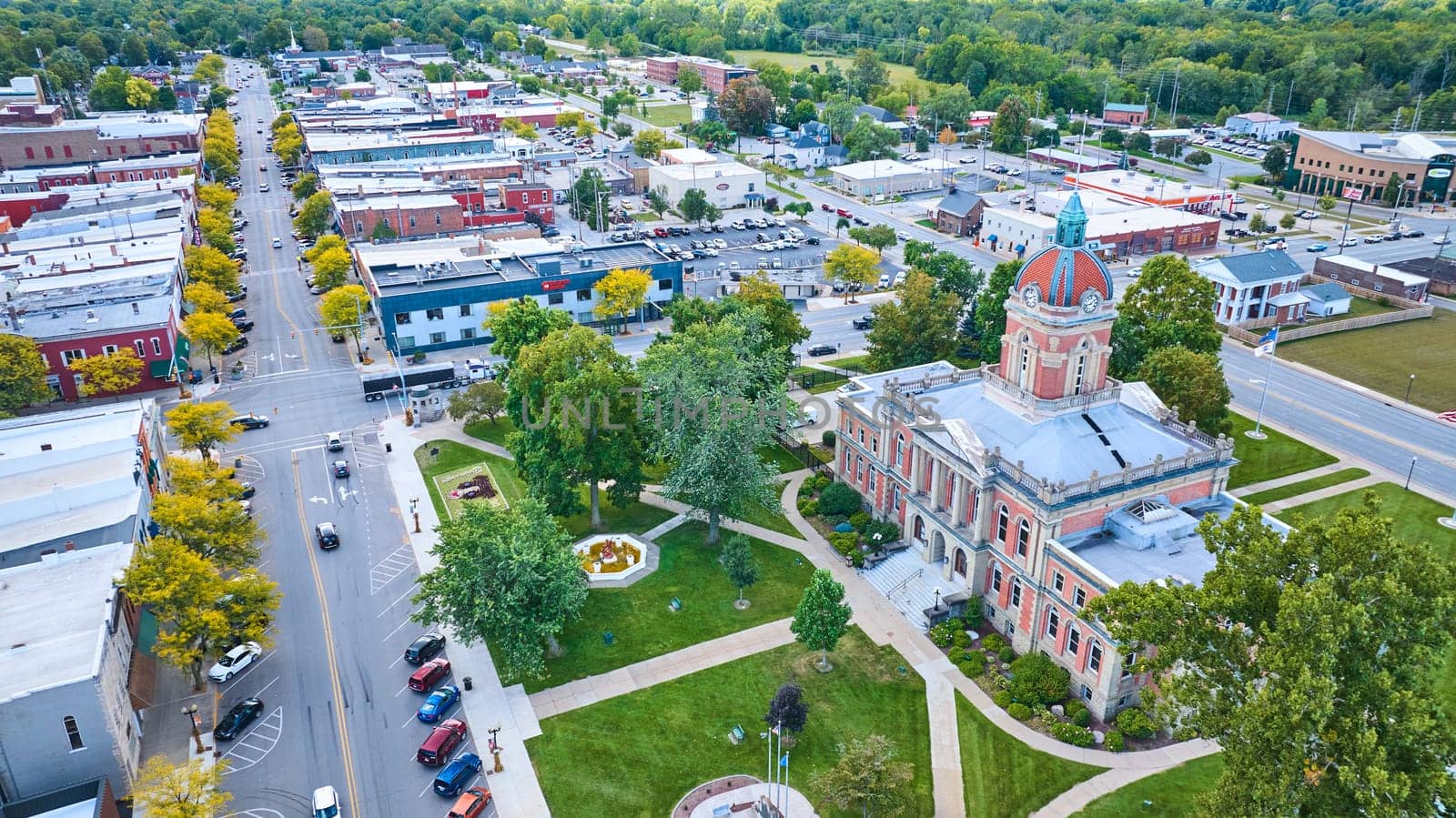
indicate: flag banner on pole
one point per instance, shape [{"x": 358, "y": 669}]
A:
[{"x": 1267, "y": 344}]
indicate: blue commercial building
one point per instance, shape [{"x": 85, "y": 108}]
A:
[{"x": 436, "y": 294}]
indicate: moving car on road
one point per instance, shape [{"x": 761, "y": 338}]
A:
[
  {"x": 237, "y": 720},
  {"x": 233, "y": 661}
]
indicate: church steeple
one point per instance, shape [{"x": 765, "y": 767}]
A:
[{"x": 1072, "y": 223}]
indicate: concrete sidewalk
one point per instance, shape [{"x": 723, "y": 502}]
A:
[{"x": 516, "y": 789}]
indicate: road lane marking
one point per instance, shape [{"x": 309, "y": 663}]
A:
[{"x": 341, "y": 721}]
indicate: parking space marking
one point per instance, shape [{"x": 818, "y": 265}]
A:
[
  {"x": 388, "y": 570},
  {"x": 267, "y": 734}
]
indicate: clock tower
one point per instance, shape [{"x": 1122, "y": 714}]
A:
[{"x": 1059, "y": 318}]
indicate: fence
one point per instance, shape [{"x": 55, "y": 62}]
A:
[{"x": 1405, "y": 310}]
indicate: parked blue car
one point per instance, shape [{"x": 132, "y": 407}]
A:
[
  {"x": 459, "y": 773},
  {"x": 439, "y": 703}
]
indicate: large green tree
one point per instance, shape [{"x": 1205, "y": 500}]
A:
[
  {"x": 572, "y": 398},
  {"x": 713, "y": 414},
  {"x": 1310, "y": 658},
  {"x": 1193, "y": 381},
  {"x": 916, "y": 329},
  {"x": 1168, "y": 306},
  {"x": 507, "y": 577},
  {"x": 519, "y": 323}
]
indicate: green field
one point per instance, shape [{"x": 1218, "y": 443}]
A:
[
  {"x": 1267, "y": 459},
  {"x": 1169, "y": 793},
  {"x": 795, "y": 61},
  {"x": 1305, "y": 487},
  {"x": 667, "y": 116},
  {"x": 644, "y": 626},
  {"x": 677, "y": 732},
  {"x": 1414, "y": 519},
  {"x": 1004, "y": 778},
  {"x": 1383, "y": 359}
]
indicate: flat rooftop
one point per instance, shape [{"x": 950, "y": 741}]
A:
[{"x": 48, "y": 643}]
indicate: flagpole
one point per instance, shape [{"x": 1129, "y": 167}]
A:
[{"x": 1269, "y": 373}]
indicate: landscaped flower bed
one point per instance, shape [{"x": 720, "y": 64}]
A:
[{"x": 1033, "y": 689}]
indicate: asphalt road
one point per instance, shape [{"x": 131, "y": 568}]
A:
[{"x": 337, "y": 709}]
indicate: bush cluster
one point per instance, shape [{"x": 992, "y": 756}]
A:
[
  {"x": 1036, "y": 679},
  {"x": 841, "y": 498},
  {"x": 1072, "y": 734},
  {"x": 1136, "y": 723}
]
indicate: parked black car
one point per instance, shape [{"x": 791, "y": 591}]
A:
[{"x": 238, "y": 718}]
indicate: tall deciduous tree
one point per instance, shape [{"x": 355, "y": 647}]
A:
[
  {"x": 181, "y": 791},
  {"x": 916, "y": 329},
  {"x": 868, "y": 778},
  {"x": 22, "y": 374},
  {"x": 521, "y": 562},
  {"x": 713, "y": 419},
  {"x": 739, "y": 562},
  {"x": 1309, "y": 660},
  {"x": 1168, "y": 306},
  {"x": 203, "y": 425},
  {"x": 851, "y": 265},
  {"x": 1193, "y": 381},
  {"x": 197, "y": 609},
  {"x": 519, "y": 323},
  {"x": 823, "y": 616},
  {"x": 108, "y": 374},
  {"x": 574, "y": 400}
]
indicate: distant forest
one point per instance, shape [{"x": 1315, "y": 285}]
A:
[{"x": 1331, "y": 65}]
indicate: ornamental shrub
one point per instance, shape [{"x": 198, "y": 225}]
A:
[
  {"x": 943, "y": 633},
  {"x": 841, "y": 498},
  {"x": 1072, "y": 734},
  {"x": 1136, "y": 723},
  {"x": 1036, "y": 679}
]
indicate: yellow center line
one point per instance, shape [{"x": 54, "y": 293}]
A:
[{"x": 328, "y": 645}]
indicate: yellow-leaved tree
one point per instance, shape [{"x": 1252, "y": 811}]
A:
[{"x": 621, "y": 291}]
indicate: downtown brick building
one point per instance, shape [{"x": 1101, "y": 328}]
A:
[{"x": 1034, "y": 485}]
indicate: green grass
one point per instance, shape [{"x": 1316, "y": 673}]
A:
[
  {"x": 1414, "y": 520},
  {"x": 1172, "y": 793},
  {"x": 644, "y": 626},
  {"x": 1273, "y": 458},
  {"x": 774, "y": 520},
  {"x": 491, "y": 431},
  {"x": 667, "y": 116},
  {"x": 1383, "y": 359},
  {"x": 1004, "y": 778},
  {"x": 1305, "y": 487},
  {"x": 681, "y": 731},
  {"x": 795, "y": 61},
  {"x": 635, "y": 517}
]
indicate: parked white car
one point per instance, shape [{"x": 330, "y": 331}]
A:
[{"x": 233, "y": 661}]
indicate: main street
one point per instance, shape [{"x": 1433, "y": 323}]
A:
[{"x": 337, "y": 709}]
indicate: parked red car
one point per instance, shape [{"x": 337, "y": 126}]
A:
[{"x": 429, "y": 674}]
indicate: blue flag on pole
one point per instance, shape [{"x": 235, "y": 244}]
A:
[{"x": 1267, "y": 344}]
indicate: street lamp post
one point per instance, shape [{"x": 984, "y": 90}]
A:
[{"x": 193, "y": 721}]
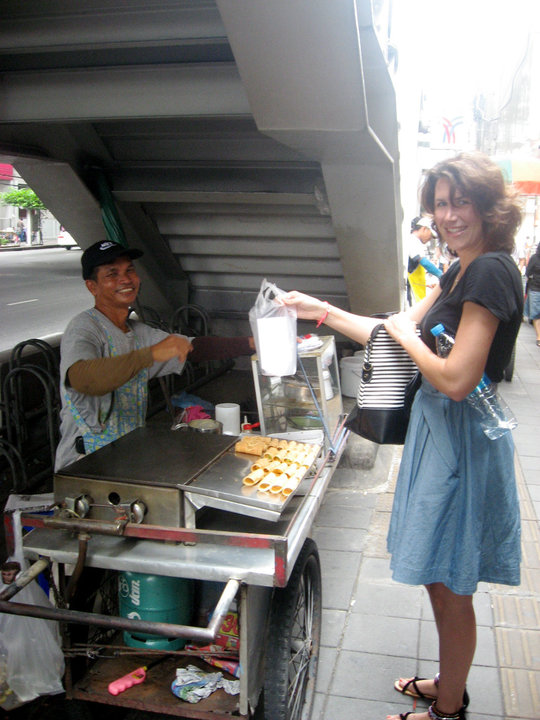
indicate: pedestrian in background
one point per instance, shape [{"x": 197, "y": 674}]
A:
[
  {"x": 455, "y": 518},
  {"x": 419, "y": 264},
  {"x": 532, "y": 290}
]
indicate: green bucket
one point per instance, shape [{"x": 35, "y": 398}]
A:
[{"x": 156, "y": 598}]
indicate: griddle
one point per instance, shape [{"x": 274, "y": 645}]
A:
[{"x": 153, "y": 456}]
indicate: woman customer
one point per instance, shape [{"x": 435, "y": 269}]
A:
[
  {"x": 455, "y": 519},
  {"x": 533, "y": 291}
]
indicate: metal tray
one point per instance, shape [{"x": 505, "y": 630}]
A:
[{"x": 222, "y": 482}]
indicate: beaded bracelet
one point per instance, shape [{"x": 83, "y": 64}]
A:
[{"x": 324, "y": 316}]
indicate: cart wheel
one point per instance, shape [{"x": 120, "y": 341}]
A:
[
  {"x": 509, "y": 369},
  {"x": 294, "y": 640}
]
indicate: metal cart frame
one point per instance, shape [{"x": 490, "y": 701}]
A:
[{"x": 271, "y": 575}]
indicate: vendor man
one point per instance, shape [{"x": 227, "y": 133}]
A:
[{"x": 107, "y": 359}]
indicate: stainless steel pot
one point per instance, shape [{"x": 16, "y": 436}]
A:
[{"x": 206, "y": 425}]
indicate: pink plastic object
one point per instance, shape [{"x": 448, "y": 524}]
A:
[{"x": 134, "y": 678}]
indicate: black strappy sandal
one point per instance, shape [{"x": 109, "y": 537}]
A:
[{"x": 417, "y": 694}]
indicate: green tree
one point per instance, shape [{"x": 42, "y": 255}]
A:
[{"x": 26, "y": 198}]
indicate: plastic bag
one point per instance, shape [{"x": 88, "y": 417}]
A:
[
  {"x": 274, "y": 329},
  {"x": 35, "y": 662}
]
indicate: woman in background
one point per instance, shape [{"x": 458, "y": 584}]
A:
[
  {"x": 455, "y": 518},
  {"x": 533, "y": 291}
]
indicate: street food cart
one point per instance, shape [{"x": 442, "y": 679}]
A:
[{"x": 175, "y": 504}]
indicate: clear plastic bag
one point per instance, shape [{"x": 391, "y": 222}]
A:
[
  {"x": 35, "y": 662},
  {"x": 274, "y": 329}
]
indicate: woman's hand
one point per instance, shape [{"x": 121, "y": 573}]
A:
[
  {"x": 401, "y": 328},
  {"x": 307, "y": 307}
]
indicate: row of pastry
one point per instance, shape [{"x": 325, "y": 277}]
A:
[{"x": 281, "y": 469}]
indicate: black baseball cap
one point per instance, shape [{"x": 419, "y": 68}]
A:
[{"x": 103, "y": 252}]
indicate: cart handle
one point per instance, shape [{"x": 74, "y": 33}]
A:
[{"x": 205, "y": 635}]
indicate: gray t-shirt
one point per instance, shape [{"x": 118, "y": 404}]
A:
[{"x": 86, "y": 339}]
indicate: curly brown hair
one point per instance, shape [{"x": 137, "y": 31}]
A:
[{"x": 480, "y": 180}]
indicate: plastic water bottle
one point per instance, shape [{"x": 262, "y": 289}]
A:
[{"x": 496, "y": 418}]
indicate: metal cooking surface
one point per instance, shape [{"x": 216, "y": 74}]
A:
[{"x": 153, "y": 455}]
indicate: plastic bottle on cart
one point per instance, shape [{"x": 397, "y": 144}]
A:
[{"x": 496, "y": 417}]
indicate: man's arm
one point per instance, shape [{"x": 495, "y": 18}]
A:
[{"x": 99, "y": 376}]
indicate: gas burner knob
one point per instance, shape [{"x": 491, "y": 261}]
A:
[
  {"x": 81, "y": 505},
  {"x": 137, "y": 511}
]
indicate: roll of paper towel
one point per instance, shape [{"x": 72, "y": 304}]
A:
[{"x": 229, "y": 415}]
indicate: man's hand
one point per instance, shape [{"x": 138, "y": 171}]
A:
[{"x": 172, "y": 346}]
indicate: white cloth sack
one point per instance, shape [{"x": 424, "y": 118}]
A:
[{"x": 274, "y": 329}]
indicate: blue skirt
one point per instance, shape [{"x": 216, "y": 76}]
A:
[
  {"x": 455, "y": 517},
  {"x": 533, "y": 298}
]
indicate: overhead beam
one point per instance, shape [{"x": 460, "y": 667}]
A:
[{"x": 133, "y": 92}]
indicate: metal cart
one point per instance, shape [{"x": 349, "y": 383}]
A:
[{"x": 200, "y": 522}]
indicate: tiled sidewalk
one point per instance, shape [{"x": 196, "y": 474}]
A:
[{"x": 375, "y": 630}]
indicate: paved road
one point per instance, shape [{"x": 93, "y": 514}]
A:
[{"x": 39, "y": 292}]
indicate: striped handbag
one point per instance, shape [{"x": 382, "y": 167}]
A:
[{"x": 387, "y": 387}]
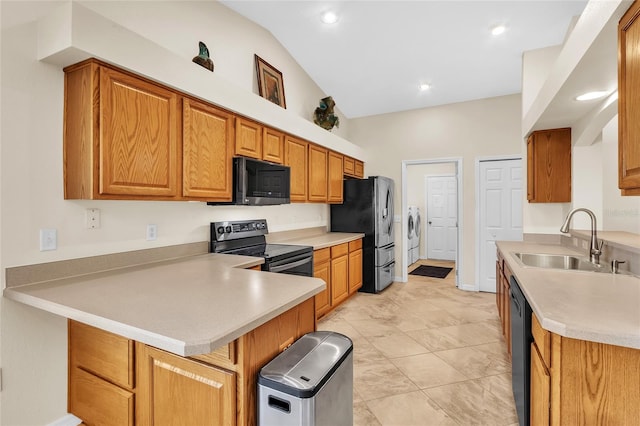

Try it:
Your reply should hold only the lines running from the one with "indicate: striped handbag" to the end of the data above, set down exactly, pictures omitted.

Final answer:
indicate: striped handbag
one point per instance, shape [{"x": 382, "y": 167}]
A:
[{"x": 387, "y": 387}]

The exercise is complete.